====== Records supplied
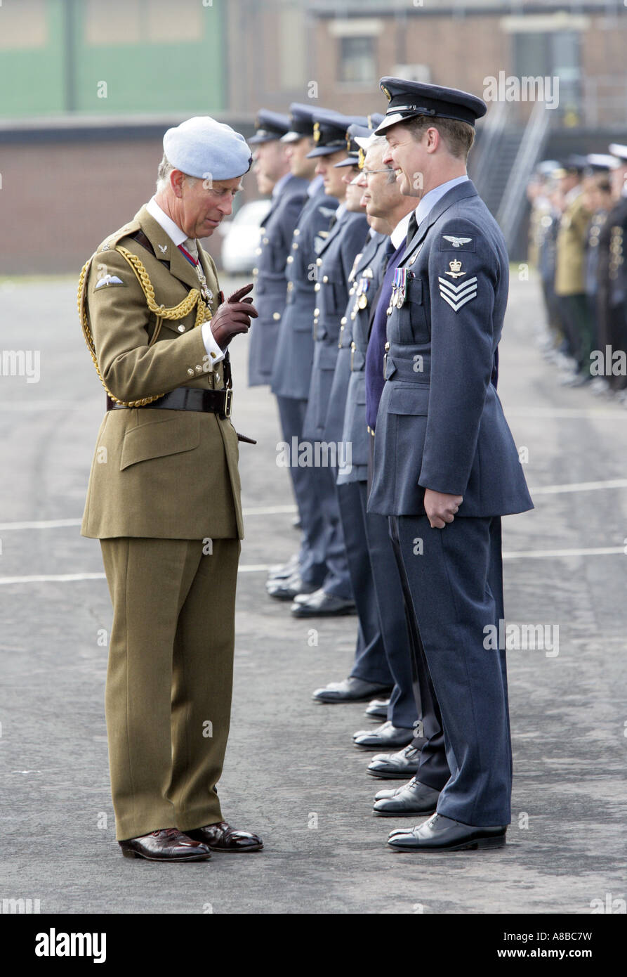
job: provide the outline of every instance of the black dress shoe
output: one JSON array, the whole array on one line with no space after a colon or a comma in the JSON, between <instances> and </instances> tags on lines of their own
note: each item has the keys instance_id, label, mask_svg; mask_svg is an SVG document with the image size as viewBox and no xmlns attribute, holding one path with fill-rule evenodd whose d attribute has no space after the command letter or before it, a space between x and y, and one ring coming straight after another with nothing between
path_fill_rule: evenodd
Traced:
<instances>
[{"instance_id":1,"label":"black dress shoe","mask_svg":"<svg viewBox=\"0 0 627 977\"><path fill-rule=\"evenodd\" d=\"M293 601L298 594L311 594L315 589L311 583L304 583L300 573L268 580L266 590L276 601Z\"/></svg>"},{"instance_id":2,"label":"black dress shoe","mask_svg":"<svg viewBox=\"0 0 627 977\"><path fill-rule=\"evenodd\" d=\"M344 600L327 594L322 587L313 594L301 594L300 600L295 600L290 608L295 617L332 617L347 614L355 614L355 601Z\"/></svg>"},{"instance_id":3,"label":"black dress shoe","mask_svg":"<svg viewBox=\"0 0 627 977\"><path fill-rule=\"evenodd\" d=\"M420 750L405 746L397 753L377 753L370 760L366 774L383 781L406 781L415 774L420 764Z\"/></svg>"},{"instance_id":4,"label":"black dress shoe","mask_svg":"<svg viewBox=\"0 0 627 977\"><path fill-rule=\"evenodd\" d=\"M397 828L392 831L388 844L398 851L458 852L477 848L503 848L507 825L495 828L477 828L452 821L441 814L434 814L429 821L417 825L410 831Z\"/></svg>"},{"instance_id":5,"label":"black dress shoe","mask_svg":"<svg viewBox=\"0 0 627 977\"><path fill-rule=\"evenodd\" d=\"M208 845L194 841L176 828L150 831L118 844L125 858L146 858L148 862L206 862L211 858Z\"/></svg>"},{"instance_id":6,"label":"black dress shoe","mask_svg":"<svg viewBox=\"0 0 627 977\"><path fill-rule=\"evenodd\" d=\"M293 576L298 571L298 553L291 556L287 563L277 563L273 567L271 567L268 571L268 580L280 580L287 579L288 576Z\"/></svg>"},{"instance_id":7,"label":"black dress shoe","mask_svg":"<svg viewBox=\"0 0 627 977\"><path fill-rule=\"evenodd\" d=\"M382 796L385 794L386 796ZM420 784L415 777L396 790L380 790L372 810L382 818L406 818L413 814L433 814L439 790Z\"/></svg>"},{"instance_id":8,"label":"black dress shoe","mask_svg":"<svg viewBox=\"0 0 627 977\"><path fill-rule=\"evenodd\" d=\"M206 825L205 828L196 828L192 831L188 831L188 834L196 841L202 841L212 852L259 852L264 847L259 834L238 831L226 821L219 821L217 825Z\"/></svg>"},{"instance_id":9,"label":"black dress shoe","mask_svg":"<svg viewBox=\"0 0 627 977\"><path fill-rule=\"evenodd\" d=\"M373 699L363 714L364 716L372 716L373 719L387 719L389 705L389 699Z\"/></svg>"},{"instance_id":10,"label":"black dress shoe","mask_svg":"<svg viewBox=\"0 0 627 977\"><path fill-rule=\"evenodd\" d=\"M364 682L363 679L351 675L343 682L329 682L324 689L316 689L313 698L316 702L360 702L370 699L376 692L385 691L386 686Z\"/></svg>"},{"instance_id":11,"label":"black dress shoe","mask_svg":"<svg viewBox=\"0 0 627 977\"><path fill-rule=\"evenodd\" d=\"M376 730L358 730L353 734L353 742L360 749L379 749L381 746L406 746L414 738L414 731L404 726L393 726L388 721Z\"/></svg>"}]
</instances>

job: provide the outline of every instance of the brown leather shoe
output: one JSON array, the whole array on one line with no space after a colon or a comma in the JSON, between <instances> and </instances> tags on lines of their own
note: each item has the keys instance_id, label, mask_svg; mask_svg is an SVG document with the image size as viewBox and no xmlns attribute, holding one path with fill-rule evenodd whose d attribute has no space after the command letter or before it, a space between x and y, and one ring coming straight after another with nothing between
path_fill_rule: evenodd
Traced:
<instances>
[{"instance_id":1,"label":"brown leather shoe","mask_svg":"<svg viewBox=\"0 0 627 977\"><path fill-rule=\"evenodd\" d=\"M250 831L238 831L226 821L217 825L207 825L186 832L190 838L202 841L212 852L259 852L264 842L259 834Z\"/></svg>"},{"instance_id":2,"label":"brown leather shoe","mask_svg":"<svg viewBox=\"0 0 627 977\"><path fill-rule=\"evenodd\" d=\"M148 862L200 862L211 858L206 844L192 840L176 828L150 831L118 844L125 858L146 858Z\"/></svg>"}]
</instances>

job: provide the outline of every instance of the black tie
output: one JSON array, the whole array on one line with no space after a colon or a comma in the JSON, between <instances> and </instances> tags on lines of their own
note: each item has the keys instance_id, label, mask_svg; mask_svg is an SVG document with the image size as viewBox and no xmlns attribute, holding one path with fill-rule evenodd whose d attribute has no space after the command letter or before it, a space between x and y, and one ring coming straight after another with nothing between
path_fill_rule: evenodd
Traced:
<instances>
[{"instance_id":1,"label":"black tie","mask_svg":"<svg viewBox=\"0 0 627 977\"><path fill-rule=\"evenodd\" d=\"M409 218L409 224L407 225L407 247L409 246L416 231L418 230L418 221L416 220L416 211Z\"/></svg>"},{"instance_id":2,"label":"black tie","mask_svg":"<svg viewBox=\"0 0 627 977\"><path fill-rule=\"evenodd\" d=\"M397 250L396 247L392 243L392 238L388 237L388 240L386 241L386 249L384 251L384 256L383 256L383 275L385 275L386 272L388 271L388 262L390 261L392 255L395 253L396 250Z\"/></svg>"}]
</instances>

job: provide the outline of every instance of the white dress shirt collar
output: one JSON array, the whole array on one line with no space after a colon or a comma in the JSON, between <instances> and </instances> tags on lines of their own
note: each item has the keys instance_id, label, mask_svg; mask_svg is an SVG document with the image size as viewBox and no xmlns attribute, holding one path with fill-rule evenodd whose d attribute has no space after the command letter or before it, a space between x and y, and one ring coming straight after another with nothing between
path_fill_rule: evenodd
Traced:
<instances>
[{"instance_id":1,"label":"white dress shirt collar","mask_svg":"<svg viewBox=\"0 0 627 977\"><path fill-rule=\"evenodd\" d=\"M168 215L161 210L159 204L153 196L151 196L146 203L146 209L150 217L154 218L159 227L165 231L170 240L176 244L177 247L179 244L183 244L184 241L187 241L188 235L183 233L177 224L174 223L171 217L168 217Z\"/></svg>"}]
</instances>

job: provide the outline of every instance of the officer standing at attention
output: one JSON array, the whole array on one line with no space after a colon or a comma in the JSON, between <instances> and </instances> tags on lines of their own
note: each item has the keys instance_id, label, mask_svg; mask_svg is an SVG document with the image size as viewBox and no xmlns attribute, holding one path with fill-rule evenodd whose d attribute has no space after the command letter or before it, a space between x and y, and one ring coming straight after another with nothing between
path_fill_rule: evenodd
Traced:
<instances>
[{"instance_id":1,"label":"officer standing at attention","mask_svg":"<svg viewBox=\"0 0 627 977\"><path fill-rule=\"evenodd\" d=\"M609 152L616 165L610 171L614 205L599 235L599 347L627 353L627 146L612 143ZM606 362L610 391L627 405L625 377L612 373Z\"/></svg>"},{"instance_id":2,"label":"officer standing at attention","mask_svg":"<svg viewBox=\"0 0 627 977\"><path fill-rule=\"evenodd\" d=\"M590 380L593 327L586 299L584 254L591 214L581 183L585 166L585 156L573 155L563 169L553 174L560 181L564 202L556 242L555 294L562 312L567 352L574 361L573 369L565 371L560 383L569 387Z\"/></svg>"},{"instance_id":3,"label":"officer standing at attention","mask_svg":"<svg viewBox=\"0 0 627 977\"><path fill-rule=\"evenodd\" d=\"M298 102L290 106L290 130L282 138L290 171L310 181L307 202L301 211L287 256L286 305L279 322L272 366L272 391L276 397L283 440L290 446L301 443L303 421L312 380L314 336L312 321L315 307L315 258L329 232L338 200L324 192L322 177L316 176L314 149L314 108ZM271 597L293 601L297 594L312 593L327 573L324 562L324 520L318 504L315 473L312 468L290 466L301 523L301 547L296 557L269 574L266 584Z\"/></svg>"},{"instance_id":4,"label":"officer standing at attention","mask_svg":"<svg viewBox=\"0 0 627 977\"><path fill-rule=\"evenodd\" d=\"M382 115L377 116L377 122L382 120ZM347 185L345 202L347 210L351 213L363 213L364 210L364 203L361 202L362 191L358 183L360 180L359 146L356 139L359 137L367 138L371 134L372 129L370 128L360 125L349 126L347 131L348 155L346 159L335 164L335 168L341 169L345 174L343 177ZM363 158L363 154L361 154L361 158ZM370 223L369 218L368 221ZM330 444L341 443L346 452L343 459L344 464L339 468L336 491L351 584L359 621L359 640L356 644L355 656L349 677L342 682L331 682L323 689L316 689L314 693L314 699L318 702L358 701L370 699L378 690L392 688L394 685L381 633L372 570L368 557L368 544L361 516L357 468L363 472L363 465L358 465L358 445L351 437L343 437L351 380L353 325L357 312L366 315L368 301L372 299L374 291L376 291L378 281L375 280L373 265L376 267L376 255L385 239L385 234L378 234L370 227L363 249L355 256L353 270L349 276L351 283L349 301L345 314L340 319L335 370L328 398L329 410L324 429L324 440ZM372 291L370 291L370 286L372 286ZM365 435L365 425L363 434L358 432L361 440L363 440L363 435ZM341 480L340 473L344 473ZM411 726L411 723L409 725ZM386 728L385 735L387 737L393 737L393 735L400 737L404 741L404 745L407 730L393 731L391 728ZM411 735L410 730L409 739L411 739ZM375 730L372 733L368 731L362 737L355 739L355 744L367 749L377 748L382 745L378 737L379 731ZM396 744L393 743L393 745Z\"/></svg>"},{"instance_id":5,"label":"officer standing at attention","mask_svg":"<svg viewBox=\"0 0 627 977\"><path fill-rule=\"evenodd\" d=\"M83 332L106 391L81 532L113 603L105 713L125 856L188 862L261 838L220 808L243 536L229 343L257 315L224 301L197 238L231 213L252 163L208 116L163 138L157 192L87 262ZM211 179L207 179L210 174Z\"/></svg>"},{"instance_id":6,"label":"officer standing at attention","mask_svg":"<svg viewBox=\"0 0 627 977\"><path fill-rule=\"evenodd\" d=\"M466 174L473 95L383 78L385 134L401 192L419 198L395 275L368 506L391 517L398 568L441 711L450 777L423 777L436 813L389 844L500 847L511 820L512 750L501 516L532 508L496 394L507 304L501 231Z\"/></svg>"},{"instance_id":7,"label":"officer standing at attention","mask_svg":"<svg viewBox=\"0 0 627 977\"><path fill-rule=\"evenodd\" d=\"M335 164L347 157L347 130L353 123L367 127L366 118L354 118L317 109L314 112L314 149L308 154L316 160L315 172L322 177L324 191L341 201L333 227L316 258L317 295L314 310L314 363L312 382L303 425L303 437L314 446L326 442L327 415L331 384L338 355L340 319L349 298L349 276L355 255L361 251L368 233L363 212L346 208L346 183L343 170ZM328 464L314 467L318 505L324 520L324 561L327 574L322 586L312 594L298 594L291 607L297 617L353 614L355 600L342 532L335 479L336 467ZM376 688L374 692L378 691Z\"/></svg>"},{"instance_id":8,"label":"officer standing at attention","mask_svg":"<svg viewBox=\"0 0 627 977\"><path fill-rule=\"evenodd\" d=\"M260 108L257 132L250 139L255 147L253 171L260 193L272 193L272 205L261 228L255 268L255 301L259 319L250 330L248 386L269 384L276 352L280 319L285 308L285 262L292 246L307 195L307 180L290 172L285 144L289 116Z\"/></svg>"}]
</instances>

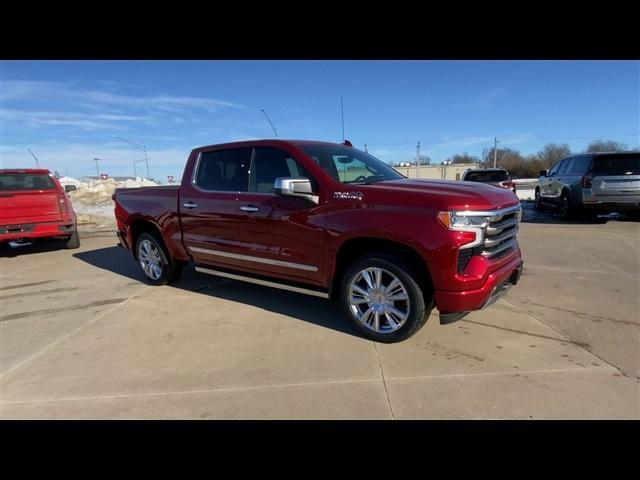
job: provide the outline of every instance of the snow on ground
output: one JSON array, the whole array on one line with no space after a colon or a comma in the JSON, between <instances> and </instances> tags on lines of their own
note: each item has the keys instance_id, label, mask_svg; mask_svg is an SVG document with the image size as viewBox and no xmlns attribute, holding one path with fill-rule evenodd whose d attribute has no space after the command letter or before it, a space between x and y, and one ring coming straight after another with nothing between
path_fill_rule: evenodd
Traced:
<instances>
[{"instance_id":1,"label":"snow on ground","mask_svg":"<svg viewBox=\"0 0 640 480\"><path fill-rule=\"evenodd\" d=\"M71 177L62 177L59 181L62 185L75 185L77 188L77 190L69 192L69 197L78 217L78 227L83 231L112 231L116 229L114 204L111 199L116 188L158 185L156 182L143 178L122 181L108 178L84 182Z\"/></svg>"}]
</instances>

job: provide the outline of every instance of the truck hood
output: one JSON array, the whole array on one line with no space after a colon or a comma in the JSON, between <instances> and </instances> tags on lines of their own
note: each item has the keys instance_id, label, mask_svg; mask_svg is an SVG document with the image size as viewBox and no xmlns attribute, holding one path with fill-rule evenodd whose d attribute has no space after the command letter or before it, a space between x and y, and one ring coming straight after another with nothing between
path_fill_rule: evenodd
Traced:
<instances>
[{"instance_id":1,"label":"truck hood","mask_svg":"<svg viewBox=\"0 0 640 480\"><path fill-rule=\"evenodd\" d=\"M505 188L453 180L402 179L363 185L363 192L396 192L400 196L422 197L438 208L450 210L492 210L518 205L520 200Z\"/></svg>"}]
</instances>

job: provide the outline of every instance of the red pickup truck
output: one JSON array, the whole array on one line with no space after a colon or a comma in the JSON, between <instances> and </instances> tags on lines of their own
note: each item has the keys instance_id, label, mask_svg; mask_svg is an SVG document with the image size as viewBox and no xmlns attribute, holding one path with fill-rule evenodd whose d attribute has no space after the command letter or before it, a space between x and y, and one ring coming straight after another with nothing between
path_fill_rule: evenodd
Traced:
============
To do
How many of the lines above contain the string "shirt", counting only case-exact matches? Reply with the number alone.

Solution to the problem
2